Recopiez à l'identique, s'il vous plaît, toutes les lignes des données ci-dessous, de la première à la dernière.

━━━━

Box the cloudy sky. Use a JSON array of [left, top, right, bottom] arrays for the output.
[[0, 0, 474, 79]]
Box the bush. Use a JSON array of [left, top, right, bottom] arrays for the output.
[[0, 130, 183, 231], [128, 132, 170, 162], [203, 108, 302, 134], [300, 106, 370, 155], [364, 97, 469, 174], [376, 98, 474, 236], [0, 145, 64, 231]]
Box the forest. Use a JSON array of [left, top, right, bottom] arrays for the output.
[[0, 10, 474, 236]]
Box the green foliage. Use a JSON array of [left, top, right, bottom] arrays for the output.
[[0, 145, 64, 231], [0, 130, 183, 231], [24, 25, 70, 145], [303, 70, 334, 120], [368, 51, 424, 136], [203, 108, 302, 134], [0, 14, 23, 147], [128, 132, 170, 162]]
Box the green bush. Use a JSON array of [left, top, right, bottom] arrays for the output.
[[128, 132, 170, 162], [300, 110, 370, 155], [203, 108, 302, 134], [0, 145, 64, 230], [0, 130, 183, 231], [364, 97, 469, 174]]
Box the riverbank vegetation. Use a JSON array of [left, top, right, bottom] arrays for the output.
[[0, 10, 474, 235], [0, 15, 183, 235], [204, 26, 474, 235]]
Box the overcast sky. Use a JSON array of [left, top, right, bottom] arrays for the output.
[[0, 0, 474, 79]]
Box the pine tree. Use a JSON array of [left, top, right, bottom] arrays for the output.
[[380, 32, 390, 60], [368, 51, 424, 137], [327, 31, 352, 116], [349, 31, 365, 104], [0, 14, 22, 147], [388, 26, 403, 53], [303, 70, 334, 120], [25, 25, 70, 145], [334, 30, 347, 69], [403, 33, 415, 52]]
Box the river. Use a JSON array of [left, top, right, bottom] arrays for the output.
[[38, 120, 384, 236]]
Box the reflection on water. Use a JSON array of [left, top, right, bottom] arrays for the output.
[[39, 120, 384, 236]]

━━━━

--- Sortie complète ---
Box the cloudy sky. Use a JSON array of [left, top, right, bottom] arrays for the output.
[[0, 0, 474, 79]]
Box the bush. Use a JSON array of [left, top, right, bottom] arrays for the output.
[[0, 130, 183, 231], [128, 132, 170, 162], [203, 108, 302, 134], [300, 106, 370, 155], [364, 97, 469, 174], [376, 98, 474, 236], [0, 145, 64, 231]]
Box the forest. Use a JSON array of [left, top, right, bottom] arrays for the output.
[[0, 10, 474, 236]]
Box the green foliage. Use a JSON array of [left, top, right, bottom] arrays for the output.
[[0, 145, 64, 231], [0, 130, 183, 231], [24, 25, 70, 145], [303, 70, 334, 120], [368, 51, 424, 136], [203, 108, 302, 134], [0, 14, 23, 147], [128, 132, 170, 162]]
Box the green bush. Use a JSON array of [left, top, right, bottom] arrays for the output.
[[128, 132, 170, 162], [300, 110, 370, 155], [203, 108, 302, 134], [0, 145, 64, 230], [0, 130, 183, 231], [364, 97, 469, 174]]
Box the riverbank vegetation. Use a JSON array of [left, top, right, bottom] arrays for the output.
[[0, 10, 474, 235], [0, 15, 183, 235], [204, 26, 474, 235]]
Box the overcast sky. Use a JSON array of [left, top, right, bottom] arrays for the output.
[[0, 0, 474, 79]]
Box the pine tree. Use a JSON array of [left, top, right, bottom] arrays for the output.
[[380, 32, 390, 60], [368, 51, 424, 137], [327, 31, 352, 116], [349, 31, 365, 104], [0, 14, 22, 147], [388, 26, 403, 53], [303, 70, 334, 120], [25, 25, 70, 145], [334, 30, 347, 69], [403, 33, 415, 52]]
Box the river. Use a JSON array of [left, top, right, bottom] arrays for the output.
[[38, 120, 384, 236]]
Box the reflection on water. Use a JSON array of [left, top, right, bottom] arrays for the output.
[[39, 120, 384, 236]]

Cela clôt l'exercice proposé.